#### Written instruction
Copy the records below verbatim, starting at the line that contains "bbox request rein" and ending with the last line of the records, both ends included. Omit the pictures from your copy.

#### Records for this task
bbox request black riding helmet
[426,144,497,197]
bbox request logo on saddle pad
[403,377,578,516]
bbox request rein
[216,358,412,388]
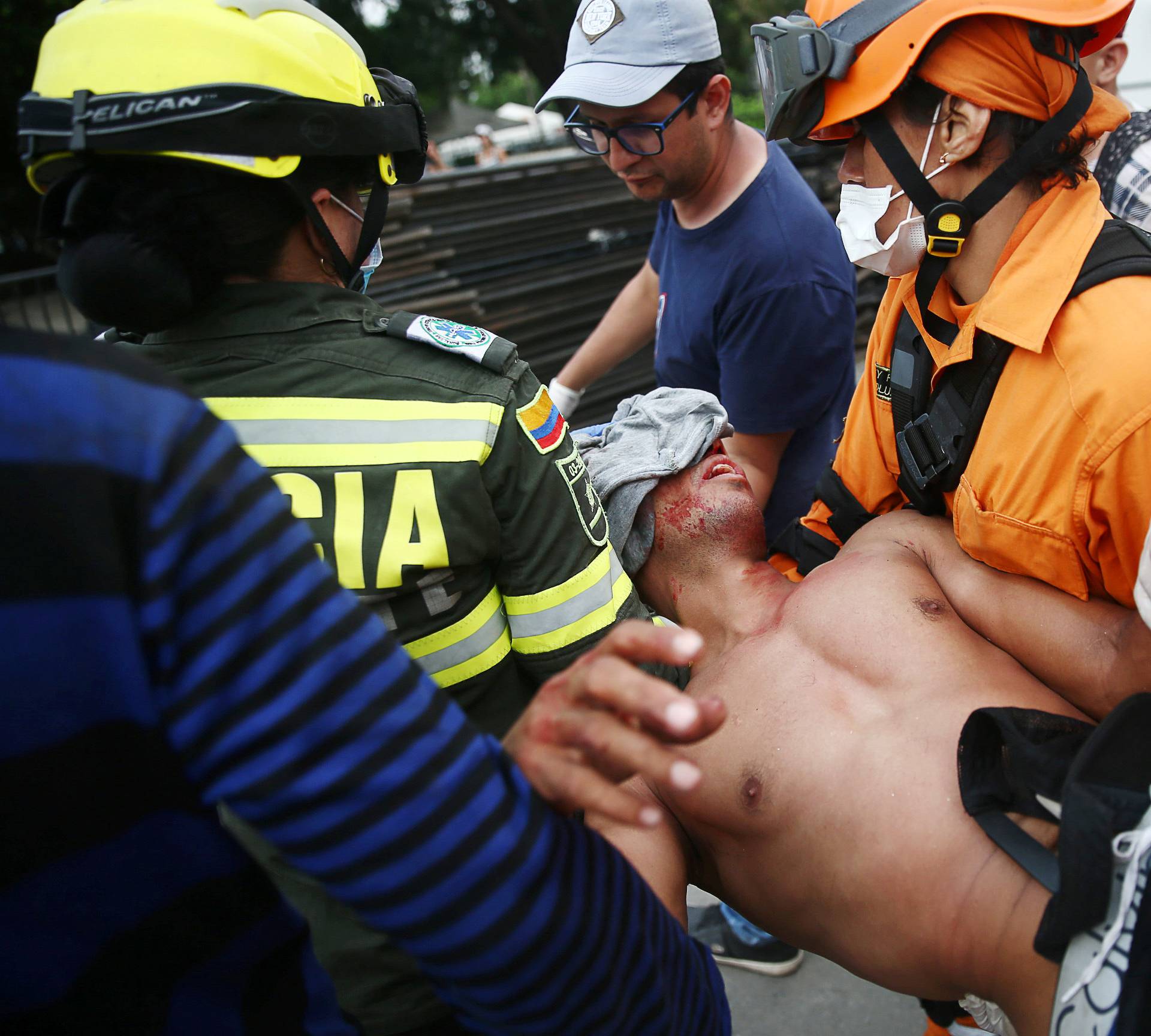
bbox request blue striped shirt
[0,334,730,1036]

#### Output below
bbox request rein
[216,358,412,388]
bbox request blue striped shirt
[0,334,730,1036]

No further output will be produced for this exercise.